BEGIN DATASET RECORDS

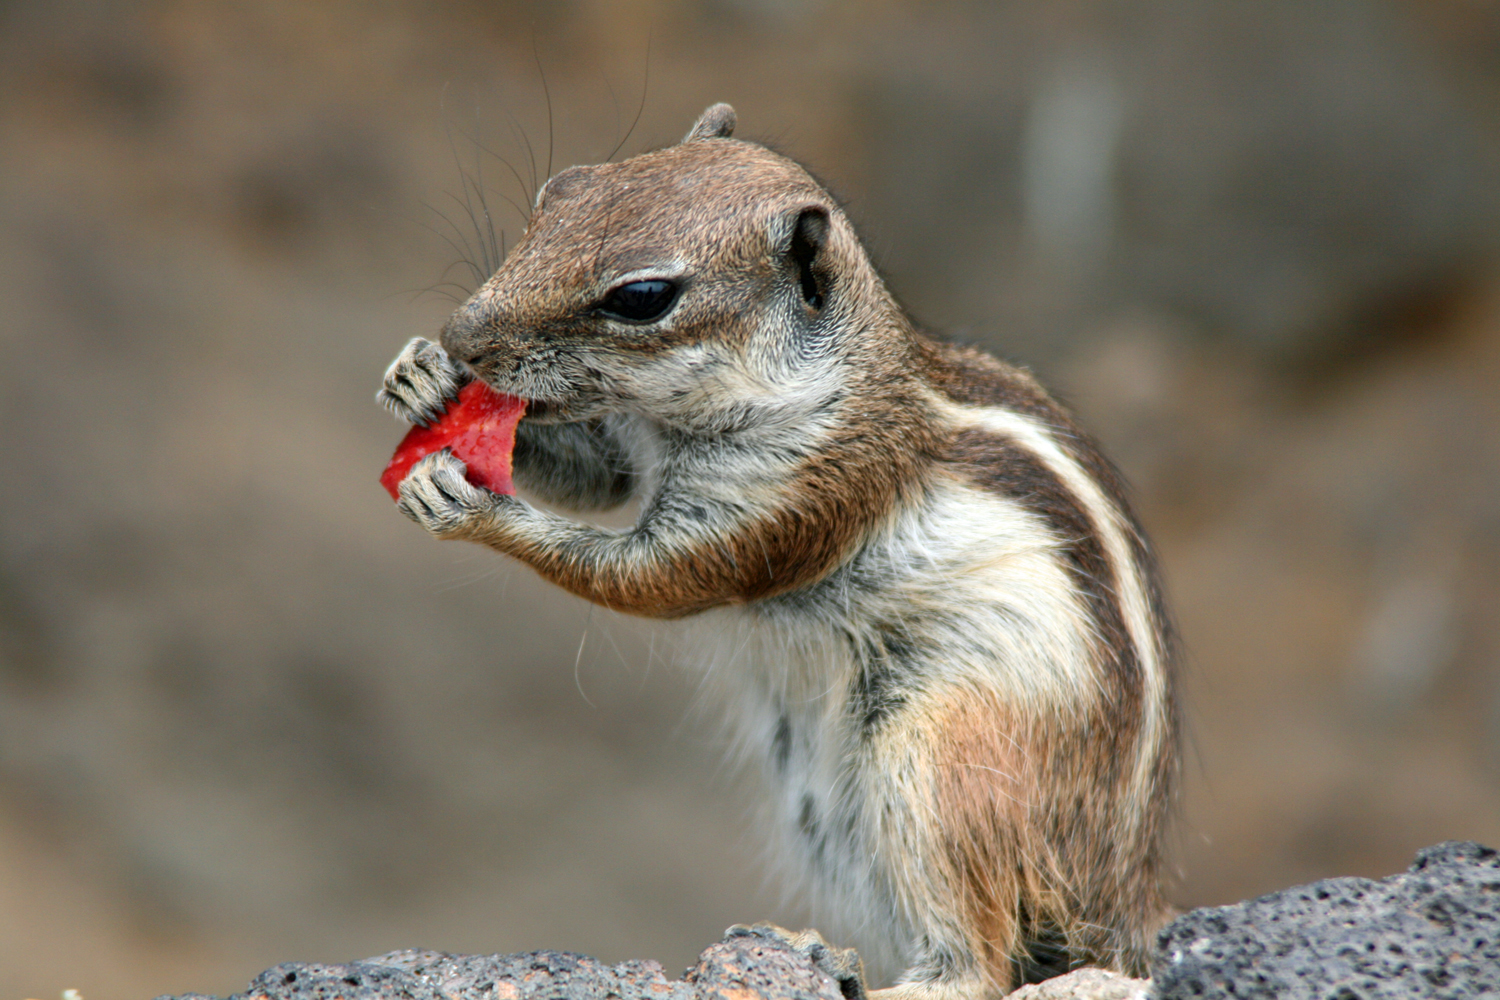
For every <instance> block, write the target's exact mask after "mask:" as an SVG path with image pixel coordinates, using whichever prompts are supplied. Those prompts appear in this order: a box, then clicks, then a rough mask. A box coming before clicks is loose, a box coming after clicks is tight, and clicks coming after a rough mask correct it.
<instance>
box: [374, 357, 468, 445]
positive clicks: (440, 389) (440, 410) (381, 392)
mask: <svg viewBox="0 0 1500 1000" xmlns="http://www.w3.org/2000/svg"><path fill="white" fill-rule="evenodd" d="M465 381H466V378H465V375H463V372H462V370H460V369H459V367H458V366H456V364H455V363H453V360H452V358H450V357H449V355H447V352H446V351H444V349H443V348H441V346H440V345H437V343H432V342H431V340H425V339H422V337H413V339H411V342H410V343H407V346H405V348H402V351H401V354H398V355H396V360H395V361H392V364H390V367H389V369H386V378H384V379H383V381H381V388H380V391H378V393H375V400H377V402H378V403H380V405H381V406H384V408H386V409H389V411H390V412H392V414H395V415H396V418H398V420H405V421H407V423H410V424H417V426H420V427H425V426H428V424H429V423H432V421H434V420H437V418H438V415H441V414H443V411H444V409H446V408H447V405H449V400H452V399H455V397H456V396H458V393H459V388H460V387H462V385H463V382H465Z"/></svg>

END DATASET RECORDS
BEGIN DATASET RECORDS

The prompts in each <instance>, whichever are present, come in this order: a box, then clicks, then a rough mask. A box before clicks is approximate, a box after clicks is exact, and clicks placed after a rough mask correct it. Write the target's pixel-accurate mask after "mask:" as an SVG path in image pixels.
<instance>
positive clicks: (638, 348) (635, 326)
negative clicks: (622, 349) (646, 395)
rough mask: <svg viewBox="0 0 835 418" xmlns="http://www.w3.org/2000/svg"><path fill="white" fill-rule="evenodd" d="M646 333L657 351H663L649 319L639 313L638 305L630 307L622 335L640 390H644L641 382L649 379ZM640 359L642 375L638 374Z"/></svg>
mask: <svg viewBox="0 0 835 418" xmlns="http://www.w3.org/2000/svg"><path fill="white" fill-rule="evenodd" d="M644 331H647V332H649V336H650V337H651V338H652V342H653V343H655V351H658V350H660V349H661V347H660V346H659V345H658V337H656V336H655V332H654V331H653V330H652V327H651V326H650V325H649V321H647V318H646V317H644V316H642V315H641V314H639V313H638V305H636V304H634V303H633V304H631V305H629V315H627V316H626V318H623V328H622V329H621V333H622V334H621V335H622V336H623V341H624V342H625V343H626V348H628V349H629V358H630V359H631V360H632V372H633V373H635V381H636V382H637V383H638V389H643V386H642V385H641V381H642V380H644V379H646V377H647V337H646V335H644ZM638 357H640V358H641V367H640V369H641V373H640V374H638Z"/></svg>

END DATASET RECORDS

TO DO – Look through the records for the string "pixel". Copy every line that has it.

TASK RESPONSE –
For every <instance> block, write the target's exact mask after "mask:" as an SVG path with image pixel coordinates, using whichever prompts are supplied. Those prompts appear in this order: a box, then clicks, then a rough mask. A box coming before clicks is loose, a box coming after clicks is tight, and clicks coming after a rough mask correct it.
The prompts in each <instance>, whichever are present, come in this order: a box, then clicks, then a rough mask. A box before clicks is approximate, a box after clicks is exact, and clicks placed after a rough mask correct it. Write the target's pixel-accurate mask after "mask:" as an SVG path in image pixels.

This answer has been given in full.